What needs to be done -> From the records below, pull out every line that contains the string "chimney", matching case exactly.

Dataset ->
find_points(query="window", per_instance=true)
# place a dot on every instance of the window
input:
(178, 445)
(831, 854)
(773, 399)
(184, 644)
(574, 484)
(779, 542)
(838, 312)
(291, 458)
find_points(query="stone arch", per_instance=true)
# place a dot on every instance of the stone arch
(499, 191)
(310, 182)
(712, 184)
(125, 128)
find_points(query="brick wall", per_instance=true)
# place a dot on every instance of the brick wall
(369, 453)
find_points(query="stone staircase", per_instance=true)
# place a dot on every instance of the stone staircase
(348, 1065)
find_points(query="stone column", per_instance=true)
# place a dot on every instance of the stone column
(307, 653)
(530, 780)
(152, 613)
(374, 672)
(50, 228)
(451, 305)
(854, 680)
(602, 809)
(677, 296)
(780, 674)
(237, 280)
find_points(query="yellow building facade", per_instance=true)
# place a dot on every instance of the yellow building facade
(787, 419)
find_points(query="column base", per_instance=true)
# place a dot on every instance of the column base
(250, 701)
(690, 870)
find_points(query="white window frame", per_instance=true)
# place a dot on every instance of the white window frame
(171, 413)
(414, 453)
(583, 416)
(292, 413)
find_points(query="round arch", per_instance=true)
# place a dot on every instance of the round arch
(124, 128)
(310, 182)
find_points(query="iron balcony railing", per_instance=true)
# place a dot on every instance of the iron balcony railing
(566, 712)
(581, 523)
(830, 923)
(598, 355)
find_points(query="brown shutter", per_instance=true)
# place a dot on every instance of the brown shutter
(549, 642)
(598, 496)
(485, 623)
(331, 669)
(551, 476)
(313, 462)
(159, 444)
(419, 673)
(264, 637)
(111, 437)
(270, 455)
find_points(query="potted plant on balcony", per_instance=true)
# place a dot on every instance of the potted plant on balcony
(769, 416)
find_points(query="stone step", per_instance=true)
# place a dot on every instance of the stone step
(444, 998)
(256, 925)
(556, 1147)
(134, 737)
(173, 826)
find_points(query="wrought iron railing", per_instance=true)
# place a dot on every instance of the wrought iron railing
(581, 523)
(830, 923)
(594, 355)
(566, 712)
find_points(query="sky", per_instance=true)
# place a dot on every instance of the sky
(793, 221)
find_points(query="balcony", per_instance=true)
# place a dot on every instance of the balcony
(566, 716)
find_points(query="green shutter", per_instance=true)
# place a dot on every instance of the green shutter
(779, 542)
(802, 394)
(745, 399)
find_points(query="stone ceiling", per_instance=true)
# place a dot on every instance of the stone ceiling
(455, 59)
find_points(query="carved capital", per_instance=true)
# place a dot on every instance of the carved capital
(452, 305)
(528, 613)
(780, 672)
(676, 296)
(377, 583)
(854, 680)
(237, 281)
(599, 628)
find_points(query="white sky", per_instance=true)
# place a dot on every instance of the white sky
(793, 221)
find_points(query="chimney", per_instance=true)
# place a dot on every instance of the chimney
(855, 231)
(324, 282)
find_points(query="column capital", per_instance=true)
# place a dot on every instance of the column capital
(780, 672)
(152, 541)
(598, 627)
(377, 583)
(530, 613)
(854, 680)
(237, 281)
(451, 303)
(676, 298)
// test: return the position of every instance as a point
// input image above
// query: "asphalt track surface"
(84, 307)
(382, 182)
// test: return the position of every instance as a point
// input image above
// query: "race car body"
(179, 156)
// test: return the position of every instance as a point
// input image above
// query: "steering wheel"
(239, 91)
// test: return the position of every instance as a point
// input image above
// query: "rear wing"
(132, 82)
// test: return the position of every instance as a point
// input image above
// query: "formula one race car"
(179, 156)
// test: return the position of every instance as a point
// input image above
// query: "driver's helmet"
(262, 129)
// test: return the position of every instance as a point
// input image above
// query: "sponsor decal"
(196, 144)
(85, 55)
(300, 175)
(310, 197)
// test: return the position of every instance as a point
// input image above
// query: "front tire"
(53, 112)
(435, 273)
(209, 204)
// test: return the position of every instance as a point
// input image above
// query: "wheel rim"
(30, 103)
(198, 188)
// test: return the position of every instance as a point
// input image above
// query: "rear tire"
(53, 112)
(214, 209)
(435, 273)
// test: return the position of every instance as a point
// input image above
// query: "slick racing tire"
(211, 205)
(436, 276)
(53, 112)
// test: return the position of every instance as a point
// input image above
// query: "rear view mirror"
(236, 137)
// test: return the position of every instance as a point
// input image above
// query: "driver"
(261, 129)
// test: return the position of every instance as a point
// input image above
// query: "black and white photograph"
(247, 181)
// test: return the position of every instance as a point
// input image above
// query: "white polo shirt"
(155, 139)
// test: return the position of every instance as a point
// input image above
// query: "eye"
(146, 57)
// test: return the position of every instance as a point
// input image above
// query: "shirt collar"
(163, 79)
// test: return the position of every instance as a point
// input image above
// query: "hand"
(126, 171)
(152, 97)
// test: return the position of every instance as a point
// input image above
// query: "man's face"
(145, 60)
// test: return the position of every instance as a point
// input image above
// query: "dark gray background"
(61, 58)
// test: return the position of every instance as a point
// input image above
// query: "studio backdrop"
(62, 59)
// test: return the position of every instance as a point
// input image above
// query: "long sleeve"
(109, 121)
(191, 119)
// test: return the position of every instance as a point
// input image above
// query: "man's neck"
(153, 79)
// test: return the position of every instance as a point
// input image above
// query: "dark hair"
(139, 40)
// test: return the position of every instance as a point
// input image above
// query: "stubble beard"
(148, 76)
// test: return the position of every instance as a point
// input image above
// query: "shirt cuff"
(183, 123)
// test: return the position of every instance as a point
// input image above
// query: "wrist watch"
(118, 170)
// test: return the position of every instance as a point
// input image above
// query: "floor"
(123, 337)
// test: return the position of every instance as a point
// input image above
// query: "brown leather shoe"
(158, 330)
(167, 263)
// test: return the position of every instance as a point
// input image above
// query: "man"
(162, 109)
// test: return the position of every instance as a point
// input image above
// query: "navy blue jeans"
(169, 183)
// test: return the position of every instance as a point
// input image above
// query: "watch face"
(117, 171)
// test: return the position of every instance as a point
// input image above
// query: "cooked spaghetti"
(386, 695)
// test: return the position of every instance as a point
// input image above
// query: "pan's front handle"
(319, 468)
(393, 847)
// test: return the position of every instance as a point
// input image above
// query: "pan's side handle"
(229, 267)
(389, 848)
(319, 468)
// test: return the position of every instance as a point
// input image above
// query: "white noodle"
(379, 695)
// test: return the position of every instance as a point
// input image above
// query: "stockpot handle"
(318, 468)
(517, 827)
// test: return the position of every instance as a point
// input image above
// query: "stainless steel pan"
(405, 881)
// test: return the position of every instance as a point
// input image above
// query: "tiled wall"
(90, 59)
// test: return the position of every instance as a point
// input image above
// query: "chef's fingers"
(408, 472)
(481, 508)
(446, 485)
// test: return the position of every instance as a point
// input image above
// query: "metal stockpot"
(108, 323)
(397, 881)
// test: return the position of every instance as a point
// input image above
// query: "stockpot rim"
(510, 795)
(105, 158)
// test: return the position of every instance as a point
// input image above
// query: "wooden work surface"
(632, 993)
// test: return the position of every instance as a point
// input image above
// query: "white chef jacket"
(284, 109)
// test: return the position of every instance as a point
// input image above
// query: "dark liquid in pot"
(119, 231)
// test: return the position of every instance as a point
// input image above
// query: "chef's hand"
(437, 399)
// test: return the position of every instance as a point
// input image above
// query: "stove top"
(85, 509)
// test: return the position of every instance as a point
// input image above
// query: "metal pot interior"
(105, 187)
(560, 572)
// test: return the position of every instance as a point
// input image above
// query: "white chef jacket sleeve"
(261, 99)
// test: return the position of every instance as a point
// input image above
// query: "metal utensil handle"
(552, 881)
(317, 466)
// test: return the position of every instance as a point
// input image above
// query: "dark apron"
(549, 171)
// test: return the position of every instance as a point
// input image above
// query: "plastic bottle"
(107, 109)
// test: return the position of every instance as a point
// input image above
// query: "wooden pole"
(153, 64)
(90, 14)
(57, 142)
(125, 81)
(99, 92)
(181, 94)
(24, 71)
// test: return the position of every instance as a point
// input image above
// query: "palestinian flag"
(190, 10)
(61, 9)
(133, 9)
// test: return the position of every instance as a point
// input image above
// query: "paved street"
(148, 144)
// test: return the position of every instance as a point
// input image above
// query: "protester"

Right answer ->
find_points(query="chimney", per_instance=true)
# place a dot on every instance of the chimney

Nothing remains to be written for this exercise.